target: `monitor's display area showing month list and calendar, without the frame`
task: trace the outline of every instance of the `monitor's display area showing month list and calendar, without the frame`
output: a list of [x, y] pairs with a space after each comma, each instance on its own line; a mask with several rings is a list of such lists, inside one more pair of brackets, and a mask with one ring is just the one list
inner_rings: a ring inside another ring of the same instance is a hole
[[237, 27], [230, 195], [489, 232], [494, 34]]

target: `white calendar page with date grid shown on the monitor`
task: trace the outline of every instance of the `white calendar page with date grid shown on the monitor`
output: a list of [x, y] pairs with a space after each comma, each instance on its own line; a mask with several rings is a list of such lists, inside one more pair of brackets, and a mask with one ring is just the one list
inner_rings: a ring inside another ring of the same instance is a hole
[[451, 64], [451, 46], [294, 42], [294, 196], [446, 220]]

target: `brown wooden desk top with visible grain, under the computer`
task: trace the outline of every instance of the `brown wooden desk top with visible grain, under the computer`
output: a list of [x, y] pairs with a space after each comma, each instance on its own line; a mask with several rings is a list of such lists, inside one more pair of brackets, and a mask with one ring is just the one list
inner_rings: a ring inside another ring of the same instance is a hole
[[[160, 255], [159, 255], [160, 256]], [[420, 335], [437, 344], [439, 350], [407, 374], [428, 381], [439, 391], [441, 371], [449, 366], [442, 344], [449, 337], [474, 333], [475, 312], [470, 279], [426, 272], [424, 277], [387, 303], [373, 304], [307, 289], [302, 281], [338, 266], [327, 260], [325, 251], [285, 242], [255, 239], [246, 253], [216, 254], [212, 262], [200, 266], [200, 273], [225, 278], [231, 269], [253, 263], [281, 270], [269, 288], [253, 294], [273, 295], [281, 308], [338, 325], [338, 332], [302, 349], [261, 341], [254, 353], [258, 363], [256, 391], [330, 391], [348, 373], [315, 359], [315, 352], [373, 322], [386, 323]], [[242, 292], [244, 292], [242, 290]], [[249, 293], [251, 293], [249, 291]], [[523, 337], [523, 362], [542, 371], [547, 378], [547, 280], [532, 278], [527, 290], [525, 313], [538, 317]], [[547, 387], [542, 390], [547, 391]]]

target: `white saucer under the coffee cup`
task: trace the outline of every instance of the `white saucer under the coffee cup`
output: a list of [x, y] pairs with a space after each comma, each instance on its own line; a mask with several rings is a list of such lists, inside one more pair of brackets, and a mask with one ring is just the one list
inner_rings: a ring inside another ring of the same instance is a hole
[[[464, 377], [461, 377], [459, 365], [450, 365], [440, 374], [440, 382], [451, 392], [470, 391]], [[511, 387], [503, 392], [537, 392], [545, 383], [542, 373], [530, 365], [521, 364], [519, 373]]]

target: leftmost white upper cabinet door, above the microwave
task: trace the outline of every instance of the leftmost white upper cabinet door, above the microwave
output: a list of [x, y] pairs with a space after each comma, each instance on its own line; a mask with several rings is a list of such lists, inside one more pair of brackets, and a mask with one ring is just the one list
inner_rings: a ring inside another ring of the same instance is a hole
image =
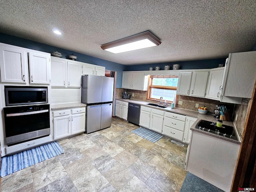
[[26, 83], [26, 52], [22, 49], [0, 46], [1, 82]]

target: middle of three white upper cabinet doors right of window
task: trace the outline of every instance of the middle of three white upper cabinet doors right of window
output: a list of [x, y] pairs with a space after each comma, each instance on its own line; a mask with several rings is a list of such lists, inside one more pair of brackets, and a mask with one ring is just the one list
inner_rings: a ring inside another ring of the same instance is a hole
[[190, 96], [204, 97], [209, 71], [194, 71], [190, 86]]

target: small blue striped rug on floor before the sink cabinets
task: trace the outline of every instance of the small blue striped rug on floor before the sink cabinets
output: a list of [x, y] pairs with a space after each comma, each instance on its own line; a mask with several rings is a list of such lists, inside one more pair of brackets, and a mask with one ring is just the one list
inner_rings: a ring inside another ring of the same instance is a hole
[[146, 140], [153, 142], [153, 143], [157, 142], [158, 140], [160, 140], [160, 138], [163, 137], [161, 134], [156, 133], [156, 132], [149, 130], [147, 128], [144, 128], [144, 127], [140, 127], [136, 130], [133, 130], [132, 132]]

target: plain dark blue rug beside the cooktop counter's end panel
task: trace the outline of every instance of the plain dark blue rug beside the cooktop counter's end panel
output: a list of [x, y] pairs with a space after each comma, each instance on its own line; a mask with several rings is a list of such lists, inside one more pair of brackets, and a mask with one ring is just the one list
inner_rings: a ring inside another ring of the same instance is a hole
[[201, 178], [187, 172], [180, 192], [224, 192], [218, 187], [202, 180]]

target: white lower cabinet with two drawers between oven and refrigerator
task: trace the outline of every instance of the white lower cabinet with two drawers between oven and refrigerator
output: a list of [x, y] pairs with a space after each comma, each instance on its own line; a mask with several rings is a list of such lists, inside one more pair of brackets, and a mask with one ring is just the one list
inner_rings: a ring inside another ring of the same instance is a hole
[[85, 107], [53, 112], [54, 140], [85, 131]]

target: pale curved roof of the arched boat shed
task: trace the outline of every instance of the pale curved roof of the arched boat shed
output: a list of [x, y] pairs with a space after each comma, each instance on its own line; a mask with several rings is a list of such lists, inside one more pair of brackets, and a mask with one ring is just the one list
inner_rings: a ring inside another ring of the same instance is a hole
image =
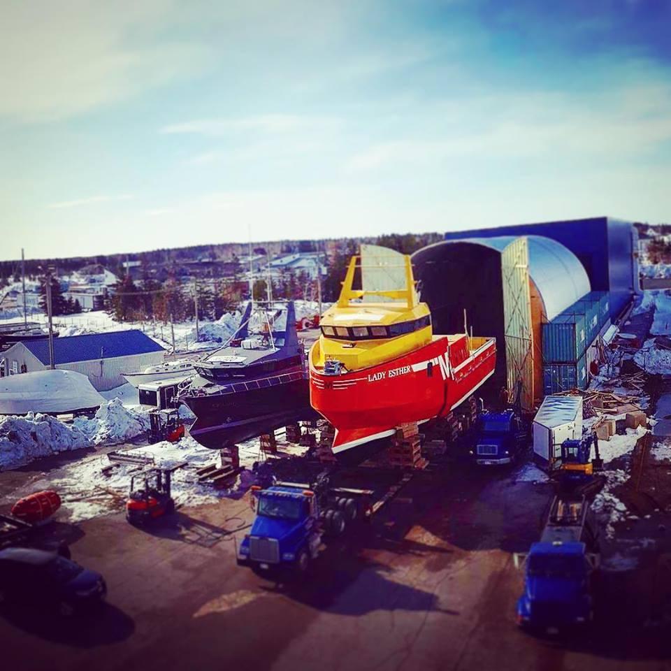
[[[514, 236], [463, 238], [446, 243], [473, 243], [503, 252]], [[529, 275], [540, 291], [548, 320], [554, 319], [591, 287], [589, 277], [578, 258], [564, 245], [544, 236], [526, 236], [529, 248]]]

---

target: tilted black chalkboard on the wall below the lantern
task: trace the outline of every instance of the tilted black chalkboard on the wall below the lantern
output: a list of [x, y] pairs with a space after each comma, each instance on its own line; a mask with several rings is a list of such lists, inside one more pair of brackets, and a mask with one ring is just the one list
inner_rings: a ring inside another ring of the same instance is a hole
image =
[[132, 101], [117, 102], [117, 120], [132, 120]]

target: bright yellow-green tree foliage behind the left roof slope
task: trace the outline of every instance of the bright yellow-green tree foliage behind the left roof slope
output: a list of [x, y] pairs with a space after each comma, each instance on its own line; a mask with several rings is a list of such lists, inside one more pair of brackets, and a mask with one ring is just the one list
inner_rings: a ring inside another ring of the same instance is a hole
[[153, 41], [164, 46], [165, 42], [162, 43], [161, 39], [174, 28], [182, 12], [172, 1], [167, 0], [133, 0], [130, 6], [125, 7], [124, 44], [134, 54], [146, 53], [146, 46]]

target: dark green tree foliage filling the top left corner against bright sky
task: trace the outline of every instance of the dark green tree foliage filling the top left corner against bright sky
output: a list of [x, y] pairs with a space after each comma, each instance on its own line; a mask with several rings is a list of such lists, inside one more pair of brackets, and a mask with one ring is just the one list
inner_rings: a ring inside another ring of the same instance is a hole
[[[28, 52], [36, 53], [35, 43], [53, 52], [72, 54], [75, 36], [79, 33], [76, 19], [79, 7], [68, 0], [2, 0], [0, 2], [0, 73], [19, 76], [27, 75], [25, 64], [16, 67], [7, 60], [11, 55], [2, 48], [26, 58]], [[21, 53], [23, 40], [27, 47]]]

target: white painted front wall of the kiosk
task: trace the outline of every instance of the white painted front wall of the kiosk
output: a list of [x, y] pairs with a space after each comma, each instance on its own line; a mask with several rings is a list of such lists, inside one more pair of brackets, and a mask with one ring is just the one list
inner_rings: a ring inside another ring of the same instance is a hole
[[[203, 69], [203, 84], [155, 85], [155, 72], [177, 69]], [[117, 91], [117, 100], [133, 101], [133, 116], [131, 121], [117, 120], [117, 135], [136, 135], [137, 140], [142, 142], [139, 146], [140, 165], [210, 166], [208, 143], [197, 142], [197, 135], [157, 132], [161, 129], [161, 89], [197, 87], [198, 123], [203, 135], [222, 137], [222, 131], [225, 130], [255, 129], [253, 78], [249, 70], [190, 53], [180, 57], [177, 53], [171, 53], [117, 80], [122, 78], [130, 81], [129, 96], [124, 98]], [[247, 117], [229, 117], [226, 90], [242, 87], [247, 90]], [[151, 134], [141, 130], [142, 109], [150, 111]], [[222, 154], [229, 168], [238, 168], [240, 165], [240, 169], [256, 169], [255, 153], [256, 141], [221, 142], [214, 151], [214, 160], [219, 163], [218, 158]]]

---

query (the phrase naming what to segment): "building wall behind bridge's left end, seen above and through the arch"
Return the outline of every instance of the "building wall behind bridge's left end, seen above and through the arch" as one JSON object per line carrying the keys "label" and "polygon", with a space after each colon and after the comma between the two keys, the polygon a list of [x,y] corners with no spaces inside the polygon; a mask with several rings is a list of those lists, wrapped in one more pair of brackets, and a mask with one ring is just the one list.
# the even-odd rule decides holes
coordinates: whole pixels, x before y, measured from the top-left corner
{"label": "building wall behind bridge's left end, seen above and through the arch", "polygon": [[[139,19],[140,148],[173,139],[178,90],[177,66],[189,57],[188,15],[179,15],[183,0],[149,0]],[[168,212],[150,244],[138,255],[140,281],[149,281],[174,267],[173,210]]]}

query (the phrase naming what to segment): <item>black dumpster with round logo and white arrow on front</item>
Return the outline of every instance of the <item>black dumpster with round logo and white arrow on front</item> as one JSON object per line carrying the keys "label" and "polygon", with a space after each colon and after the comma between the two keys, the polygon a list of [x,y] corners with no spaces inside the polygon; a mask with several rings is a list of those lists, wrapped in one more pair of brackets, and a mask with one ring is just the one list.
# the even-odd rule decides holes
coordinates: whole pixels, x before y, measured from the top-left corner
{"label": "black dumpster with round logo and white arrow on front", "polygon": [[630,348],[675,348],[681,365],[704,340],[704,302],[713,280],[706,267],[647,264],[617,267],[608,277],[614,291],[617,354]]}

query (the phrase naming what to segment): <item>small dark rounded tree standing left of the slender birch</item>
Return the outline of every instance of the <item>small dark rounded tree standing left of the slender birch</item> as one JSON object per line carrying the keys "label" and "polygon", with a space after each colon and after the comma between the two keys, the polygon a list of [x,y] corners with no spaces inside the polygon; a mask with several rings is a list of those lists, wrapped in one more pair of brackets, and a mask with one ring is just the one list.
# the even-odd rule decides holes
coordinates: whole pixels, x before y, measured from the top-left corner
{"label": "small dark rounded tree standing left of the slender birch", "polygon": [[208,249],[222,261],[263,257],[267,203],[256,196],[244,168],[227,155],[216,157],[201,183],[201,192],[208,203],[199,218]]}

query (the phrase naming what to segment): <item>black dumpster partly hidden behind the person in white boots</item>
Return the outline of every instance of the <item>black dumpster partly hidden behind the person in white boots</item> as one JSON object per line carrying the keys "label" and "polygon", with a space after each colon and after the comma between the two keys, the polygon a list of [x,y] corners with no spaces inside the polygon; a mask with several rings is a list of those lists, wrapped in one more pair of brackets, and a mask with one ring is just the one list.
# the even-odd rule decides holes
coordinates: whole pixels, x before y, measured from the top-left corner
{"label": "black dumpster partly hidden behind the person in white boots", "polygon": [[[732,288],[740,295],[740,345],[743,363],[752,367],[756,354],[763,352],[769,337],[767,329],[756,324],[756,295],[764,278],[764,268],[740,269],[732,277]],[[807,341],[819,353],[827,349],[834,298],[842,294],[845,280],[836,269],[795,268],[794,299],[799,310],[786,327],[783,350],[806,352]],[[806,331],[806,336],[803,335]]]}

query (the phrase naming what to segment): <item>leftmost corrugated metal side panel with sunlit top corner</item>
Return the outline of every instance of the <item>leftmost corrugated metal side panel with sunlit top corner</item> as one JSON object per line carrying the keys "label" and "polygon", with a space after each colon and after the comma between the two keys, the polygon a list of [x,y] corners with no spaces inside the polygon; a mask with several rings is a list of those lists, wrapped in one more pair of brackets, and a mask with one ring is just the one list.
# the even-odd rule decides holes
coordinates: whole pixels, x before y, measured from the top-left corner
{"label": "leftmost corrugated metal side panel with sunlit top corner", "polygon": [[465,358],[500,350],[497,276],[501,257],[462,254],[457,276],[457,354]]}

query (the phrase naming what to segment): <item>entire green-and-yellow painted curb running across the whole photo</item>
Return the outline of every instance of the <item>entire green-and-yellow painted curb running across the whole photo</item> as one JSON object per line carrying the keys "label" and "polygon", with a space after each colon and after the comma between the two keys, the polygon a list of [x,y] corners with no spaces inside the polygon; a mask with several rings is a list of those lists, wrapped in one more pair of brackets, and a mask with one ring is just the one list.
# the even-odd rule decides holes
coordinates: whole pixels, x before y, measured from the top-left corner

◆ YOUR INSTRUCTIONS
Wherever "desk" turns up in the records, copy the whole line.

◆ OUTPUT OF THE EXERCISE
target: `brown wooden desk top with visible grain, under the computer`
task: trace the outline of every instance of the `brown wooden desk top with visible grain, under the computer`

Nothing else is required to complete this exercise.